The extension tray base 27 is rotatably supported by the shaft member 22b, and is rotatable between a storage orientation (FIG. 5A) and a protruded orientation (FIG. 5B). In the storage orientation, the integrated extension tray 23 and extension tray base 27 is completely stored in the box-like outer shell of the cover unit 2. At this time, the side surface of the extension tray 23 abuts on a regulating portion 22c provided to the inner cover 22. On the other hand, in the protruded orientation, the integrated extension tray 23 and extension tray base 27 protrudes forward from the sheet stacking surface of the inner cover 22 to extend an area for supporting a sheet. At this time, an end portion 27a of the extension tray base 27 abuts on a regulating portion 22d provided to the inner cover 22.

The extension tray 23 further incorporates a sub extension tray 28 which can be slid and extended. A user can optionally pull out the sub extension tray 28 by hand. Usually, the sub extension tray 28 is not necessary to be pulled out, and is to be pulled out only when a special long sheet is used in printing so as to improve the stacking property thereof. The sub extension tray 28 may remain in a pulled out state, or the extension tray 23 may be configured to be stored in the cover unit 2.

The connecting lever 24 is rotatably supported by the shaft member 22a, and is rotatable between the storage orientation (FIG. 5A) and the protruded orientation (FIG. 5B). Both ends of the connecting arm 26 are rotatably supported by a shaft member 24a near the leading edge of the connecting lever 24 and the shaft member 27b of the extension tray base 27, respectively, to interlock these two components. Two shaft holes at the both ends of the connecting lever 24 which are engaged with the shaft members have ellipse shapes which are slightly longer in the longitudinal directions of the respective levers to have backlashes intentionally. Accordingly, the connecting lever 24 and the extension tray base 27 interlock with each other with a slight delay. In other words, a delay mechanism is implemented in which the intentional backlashes of the engagement portions act as allowances, and the movement of the connecting lever 24 is transmitted to the extension tray base 27 with a delay. The backlash may be given any one of these two shaft members. The torsion coil spring 25 is provided on the shaft of the connecting lever 24 and applies a force to the rotational direction to which the connecting lever 24 is stored with respect to the inner cover 22. By this applied force, the extension tray base 27 and the extension tray 23 which are interlocked with each other via the connecting arm 26 are urged to the storage orientation. The torsion coil spring 25 is an example of an urging member, and the urging member is not limited to this. Other elastic members having elasticity may be used for applying a force.

**GIVEN TASK**
Answer these from the extension tray text:
(a) In the storage orientation, what does the side surface of the extension tray 23 abut on?
(b) When is the sub extension tray 28 to be pulled out?
(c) Which shaft member rotatably supports the connecting lever 24?

**RAW DATA**
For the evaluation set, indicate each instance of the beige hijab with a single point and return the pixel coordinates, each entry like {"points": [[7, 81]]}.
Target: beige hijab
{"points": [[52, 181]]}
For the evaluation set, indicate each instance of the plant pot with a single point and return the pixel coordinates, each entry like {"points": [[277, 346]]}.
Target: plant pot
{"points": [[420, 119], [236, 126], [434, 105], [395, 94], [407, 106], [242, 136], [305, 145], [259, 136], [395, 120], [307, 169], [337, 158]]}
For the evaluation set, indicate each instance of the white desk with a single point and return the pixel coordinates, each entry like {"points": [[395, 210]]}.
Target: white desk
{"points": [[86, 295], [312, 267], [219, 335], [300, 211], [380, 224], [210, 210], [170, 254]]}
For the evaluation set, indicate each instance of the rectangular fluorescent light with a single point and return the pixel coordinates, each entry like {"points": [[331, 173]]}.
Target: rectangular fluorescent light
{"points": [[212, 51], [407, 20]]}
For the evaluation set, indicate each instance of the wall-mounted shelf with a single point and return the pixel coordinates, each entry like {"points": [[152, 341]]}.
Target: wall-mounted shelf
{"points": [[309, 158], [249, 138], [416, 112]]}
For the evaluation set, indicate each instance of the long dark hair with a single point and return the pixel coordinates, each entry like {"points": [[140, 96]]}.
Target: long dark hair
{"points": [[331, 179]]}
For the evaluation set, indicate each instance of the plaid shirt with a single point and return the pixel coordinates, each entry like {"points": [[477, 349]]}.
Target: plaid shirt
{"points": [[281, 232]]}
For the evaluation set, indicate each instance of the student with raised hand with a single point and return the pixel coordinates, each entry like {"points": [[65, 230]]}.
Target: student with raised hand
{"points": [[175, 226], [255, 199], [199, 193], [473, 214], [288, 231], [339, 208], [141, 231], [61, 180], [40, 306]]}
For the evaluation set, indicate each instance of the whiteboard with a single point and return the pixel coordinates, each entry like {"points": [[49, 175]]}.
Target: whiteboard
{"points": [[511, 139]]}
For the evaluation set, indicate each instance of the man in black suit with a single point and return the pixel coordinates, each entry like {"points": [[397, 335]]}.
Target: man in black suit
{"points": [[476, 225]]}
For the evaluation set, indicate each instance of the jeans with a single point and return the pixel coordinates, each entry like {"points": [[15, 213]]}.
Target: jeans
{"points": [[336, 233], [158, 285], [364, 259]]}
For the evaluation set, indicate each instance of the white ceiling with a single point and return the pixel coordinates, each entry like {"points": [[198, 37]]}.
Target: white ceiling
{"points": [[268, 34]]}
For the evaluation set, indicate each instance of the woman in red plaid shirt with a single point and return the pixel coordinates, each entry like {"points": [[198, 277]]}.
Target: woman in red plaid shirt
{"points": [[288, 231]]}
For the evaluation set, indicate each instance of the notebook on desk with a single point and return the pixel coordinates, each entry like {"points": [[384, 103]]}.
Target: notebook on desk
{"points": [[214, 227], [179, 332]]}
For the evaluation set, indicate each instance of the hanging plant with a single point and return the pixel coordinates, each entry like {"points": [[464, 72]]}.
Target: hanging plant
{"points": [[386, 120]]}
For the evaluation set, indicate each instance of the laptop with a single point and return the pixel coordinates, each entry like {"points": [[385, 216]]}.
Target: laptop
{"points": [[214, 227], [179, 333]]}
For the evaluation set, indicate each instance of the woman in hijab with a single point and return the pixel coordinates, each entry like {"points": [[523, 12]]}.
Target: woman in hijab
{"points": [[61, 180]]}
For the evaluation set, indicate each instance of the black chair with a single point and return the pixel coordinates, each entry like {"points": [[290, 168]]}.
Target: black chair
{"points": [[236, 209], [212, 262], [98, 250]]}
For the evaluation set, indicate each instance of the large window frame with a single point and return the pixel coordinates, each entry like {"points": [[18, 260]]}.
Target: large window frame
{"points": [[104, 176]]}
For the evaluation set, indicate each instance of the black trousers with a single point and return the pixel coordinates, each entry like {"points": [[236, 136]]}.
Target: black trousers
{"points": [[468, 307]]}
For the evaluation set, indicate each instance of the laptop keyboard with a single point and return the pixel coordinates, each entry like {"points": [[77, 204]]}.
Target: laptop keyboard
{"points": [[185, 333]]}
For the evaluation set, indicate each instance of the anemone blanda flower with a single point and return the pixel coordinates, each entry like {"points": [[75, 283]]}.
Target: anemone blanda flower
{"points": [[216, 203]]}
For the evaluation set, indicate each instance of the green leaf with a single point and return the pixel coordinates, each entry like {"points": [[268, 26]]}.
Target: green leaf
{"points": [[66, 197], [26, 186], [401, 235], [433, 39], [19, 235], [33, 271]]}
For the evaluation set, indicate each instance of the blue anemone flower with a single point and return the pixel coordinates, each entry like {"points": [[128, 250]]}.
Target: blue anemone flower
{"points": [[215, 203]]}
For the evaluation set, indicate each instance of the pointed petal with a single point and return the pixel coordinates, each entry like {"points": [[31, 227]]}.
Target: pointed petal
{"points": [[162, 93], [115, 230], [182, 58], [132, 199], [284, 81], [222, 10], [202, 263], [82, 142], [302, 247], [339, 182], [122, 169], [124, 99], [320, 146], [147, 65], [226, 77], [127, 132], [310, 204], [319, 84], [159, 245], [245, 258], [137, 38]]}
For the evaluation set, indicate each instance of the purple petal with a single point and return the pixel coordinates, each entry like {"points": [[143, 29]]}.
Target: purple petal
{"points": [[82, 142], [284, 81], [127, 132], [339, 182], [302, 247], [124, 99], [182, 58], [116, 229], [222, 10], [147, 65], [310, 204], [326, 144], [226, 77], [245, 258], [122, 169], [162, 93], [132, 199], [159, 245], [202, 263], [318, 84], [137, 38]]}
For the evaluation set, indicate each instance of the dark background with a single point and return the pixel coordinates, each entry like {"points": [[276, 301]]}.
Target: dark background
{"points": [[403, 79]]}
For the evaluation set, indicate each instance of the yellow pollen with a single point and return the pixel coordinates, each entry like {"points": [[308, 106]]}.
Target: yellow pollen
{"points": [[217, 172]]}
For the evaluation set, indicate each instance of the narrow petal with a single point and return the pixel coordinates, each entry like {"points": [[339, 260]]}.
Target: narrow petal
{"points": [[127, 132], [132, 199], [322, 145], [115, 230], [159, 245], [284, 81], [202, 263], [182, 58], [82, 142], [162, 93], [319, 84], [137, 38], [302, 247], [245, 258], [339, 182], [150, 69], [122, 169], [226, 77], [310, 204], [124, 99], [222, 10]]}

**ANSWER TO THE TASK**
(a) A regulating portion 22c provided to the inner cover 22.
(b) Only when a special long sheet is used in printing.
(c) The shaft member 22a.